→ **Objective 1**:
Quote the stretch of the CVAE description from "1. Reconstruction loss" through "rate, loss weights).".

::::::

This implementation presents a Conditional Variational Autoencoder (CVAE) designed for time series data analysis. The architecture combines convolutional and dense layers, processing both input data and
conditional information through an encoder-decoder structure.

The encoder processes input through a 2D convolutional layer followed by dense layers, outputting parameters (mean and log-variance) of the latent space distribution. The decoder reconstructs the input from
the latent representation using transposed convolutions, with both encoder and decoder incorporating the conditional information.

The model employs a composite loss function with two components:

 1. Reconstruction loss using mean squared error
 2. KL divergence term to regularize the latent space

Training utilizes time series cross-validation with 5 folds, implementing a weighted averaging scheme following Donate et al.'s formula. The implementation uses the JAX/Equinox framework for efficient
computation and includes configurable hyperparameters for model capacity (latent dimension, hidden dimension, number of channels) and training dynamics (learning rate, loss weights).

The architecture is particularly suited for temporal data where maintaining sequential relationships is crucial while ensuring decorrelated latent representations.

::::::

→ **Objective 2**:
Extract every line of the rows below that contains the string "yellow".

::::::

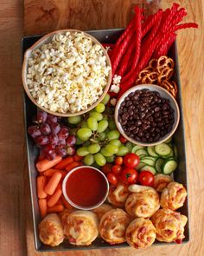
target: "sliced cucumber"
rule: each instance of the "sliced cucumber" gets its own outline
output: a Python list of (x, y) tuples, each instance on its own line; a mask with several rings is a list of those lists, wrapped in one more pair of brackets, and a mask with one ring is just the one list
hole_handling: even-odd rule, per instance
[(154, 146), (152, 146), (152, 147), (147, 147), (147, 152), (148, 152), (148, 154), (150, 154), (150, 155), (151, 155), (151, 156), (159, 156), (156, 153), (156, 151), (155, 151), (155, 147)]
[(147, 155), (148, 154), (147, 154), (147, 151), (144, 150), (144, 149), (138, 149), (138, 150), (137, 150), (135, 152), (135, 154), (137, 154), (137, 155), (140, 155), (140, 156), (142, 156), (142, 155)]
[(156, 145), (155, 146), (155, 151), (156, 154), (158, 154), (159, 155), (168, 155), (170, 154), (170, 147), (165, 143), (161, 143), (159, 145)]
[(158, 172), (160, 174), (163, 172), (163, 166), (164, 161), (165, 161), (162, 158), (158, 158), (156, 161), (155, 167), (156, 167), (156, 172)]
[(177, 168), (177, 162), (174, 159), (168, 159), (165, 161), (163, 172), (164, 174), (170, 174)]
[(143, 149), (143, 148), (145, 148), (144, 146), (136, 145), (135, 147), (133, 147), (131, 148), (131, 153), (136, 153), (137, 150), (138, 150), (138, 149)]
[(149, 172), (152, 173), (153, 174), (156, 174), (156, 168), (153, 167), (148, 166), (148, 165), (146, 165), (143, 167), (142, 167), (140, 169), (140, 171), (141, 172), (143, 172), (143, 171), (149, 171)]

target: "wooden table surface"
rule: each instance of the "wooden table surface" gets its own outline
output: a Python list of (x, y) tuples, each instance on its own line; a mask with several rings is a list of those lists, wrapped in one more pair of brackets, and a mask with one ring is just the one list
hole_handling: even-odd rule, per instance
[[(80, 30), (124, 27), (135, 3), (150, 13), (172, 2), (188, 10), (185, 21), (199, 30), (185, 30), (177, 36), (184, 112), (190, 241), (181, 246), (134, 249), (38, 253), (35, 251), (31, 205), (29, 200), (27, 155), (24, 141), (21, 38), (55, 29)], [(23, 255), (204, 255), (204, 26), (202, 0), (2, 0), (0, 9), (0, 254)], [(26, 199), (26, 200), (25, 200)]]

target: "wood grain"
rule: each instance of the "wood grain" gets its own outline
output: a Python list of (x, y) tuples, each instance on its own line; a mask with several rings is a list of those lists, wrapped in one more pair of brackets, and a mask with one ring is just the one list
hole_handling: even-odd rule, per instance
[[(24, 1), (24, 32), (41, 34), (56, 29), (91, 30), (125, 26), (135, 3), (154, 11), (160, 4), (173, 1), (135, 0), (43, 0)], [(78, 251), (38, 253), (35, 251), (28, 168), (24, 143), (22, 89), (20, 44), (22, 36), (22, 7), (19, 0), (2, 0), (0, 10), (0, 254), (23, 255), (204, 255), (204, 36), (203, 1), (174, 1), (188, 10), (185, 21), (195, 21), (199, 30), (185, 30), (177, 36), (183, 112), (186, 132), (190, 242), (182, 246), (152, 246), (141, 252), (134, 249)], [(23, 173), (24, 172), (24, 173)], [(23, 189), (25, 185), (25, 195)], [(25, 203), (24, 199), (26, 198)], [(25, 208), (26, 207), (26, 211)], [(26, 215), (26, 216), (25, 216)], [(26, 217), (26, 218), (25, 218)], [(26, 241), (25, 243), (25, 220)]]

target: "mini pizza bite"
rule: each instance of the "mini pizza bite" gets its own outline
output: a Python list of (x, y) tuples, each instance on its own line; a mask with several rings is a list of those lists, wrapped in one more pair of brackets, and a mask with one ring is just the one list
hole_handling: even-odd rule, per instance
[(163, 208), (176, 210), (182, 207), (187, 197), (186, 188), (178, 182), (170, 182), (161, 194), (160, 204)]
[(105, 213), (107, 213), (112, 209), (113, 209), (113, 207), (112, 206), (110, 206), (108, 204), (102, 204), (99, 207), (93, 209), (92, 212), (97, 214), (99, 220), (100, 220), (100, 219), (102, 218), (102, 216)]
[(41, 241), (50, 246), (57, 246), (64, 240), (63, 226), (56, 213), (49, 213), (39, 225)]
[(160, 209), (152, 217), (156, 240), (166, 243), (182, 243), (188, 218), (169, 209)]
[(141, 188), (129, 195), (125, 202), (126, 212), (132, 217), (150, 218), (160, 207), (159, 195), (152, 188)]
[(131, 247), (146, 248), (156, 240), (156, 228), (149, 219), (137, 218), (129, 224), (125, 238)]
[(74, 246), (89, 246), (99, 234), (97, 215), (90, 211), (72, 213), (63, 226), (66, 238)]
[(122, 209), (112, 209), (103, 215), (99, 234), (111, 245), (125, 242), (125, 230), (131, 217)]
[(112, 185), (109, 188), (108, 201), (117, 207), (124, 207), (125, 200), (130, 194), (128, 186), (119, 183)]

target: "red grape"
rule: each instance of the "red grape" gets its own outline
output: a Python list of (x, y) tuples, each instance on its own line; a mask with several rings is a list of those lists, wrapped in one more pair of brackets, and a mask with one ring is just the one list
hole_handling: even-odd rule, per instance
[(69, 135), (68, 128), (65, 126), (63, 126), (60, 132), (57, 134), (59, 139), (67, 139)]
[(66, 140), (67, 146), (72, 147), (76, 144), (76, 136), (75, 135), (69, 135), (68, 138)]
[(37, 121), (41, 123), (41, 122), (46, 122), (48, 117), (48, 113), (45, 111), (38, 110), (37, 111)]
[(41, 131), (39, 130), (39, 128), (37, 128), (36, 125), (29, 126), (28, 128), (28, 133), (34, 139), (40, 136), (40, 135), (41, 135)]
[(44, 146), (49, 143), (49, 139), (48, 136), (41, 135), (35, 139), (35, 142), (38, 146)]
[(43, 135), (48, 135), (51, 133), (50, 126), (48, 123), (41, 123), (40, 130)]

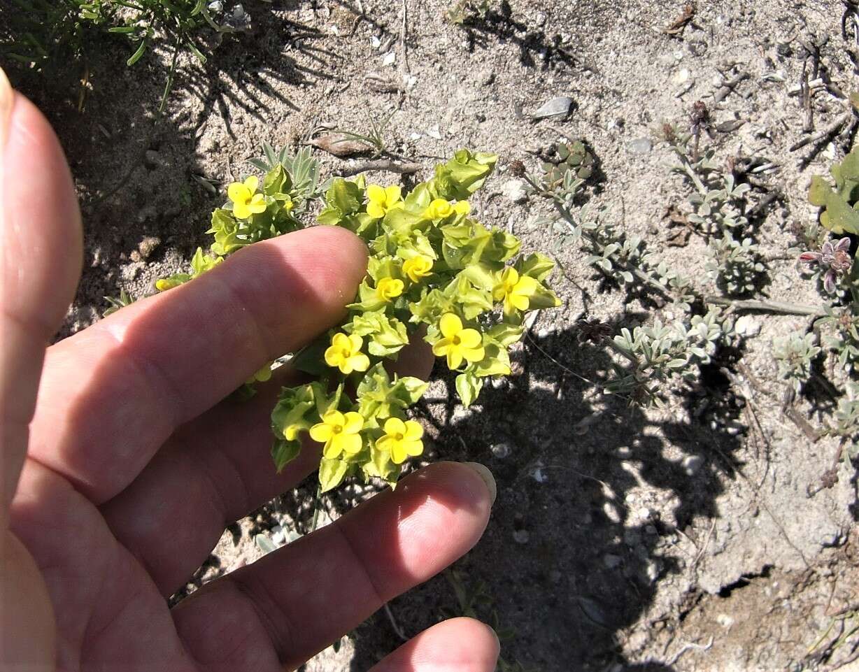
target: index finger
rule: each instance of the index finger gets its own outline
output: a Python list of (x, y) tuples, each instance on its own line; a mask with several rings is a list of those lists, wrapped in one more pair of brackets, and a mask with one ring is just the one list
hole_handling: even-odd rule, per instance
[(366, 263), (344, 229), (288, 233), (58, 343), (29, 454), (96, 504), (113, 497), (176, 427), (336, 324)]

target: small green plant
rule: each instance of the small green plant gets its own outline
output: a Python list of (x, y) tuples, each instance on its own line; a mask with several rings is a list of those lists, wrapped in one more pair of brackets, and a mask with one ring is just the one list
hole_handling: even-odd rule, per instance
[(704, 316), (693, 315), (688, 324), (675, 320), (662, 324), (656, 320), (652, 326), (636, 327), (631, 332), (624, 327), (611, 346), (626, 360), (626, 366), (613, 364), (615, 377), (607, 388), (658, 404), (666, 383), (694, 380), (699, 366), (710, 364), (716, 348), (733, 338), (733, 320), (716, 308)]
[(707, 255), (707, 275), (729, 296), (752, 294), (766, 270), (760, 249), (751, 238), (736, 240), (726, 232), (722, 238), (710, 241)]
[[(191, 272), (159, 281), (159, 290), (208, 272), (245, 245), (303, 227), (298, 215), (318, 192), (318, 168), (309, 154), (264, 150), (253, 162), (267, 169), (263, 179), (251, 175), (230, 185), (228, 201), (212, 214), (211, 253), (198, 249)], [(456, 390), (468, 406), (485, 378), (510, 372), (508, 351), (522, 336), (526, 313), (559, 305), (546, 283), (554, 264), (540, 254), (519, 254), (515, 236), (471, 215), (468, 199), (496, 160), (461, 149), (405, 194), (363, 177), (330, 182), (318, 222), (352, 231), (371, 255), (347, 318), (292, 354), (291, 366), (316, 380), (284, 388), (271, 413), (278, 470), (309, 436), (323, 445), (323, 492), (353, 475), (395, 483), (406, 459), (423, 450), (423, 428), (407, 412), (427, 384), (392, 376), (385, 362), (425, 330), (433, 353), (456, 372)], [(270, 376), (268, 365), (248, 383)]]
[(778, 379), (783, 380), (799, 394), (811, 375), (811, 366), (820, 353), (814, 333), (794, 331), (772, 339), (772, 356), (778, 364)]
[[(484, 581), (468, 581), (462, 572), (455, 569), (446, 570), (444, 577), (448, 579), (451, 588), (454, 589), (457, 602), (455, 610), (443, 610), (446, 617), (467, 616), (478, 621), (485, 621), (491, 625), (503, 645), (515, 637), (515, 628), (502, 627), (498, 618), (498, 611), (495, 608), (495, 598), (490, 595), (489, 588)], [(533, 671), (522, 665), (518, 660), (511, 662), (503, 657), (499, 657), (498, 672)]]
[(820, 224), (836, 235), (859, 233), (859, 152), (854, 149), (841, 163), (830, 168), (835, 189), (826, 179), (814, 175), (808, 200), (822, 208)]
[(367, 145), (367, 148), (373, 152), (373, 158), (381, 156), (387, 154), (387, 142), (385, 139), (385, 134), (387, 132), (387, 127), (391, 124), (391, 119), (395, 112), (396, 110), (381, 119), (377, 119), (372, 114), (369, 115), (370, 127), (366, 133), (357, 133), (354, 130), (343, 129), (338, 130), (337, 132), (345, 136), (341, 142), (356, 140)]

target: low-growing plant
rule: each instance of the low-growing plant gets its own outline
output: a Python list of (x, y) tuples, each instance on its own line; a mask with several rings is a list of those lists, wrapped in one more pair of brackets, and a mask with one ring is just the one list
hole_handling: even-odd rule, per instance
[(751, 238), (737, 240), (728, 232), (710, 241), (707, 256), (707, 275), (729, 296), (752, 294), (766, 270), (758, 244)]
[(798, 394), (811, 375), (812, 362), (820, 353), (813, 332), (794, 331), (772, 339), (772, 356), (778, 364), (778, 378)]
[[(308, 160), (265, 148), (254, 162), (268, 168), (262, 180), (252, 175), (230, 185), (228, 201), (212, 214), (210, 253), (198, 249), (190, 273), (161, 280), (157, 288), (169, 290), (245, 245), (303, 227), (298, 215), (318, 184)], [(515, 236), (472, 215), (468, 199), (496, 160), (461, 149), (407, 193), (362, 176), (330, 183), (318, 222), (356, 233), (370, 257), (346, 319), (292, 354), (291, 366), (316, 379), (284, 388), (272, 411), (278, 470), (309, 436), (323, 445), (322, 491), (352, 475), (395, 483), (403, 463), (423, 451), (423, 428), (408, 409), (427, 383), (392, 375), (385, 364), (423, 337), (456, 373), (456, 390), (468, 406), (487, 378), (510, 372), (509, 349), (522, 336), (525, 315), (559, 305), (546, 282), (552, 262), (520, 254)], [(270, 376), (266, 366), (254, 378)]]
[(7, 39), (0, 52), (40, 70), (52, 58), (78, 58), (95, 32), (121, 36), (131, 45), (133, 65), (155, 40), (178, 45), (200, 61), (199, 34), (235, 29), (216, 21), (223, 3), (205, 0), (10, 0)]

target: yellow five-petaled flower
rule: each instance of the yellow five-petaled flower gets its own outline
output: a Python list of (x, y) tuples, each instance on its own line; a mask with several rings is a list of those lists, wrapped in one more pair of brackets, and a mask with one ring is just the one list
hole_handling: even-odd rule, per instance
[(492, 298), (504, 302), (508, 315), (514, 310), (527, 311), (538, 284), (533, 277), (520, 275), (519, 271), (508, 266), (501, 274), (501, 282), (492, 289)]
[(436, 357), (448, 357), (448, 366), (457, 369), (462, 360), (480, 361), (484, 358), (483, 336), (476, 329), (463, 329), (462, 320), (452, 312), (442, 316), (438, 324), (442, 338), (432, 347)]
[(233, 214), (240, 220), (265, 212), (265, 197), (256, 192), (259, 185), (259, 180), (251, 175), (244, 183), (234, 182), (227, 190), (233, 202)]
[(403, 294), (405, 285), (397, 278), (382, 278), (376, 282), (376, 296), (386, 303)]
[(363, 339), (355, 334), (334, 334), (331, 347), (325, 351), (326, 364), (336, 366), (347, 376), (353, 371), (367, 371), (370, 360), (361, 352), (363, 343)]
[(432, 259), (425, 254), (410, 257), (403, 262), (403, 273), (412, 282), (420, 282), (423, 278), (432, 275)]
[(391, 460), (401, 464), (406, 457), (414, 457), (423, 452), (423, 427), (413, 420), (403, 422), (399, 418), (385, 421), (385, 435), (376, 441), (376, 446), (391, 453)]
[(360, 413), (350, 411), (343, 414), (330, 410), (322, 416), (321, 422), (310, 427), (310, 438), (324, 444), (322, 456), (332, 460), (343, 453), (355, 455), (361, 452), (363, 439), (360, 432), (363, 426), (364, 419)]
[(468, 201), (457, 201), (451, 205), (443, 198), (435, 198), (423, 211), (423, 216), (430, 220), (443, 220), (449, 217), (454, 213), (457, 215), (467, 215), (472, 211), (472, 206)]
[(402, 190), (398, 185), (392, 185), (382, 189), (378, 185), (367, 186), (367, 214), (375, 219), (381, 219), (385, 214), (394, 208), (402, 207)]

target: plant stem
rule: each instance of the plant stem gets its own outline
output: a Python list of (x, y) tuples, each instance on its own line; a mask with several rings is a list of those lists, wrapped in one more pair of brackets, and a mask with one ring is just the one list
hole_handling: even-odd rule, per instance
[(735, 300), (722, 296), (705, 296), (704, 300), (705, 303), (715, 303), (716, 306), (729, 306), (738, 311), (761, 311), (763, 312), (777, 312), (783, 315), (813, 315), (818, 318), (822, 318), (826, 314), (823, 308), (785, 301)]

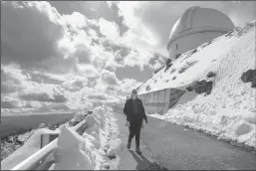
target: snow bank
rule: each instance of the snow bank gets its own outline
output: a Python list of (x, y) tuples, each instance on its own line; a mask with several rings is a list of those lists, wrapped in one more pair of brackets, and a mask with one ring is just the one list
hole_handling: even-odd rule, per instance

::::::

→ **Exercise solution 1**:
1. Reconstruction loss using mean squared error
 2. KL divergence term to regularize the latent space

Training utilizes time series cross-validation with 5 folds, implementing a weighted averaging scheme following Donate et al.'s formula. The implementation uses the JAX/Equinox framework for efficient
computation and includes configurable hyperparameters for model capacity (latent dimension, hidden dimension, number of channels) and training dynamics (learning rate, loss weights).

→ **Exercise solution 2**:
target: yellow five-petaled flower
rule: each instance of the yellow five-petaled flower gets its own outline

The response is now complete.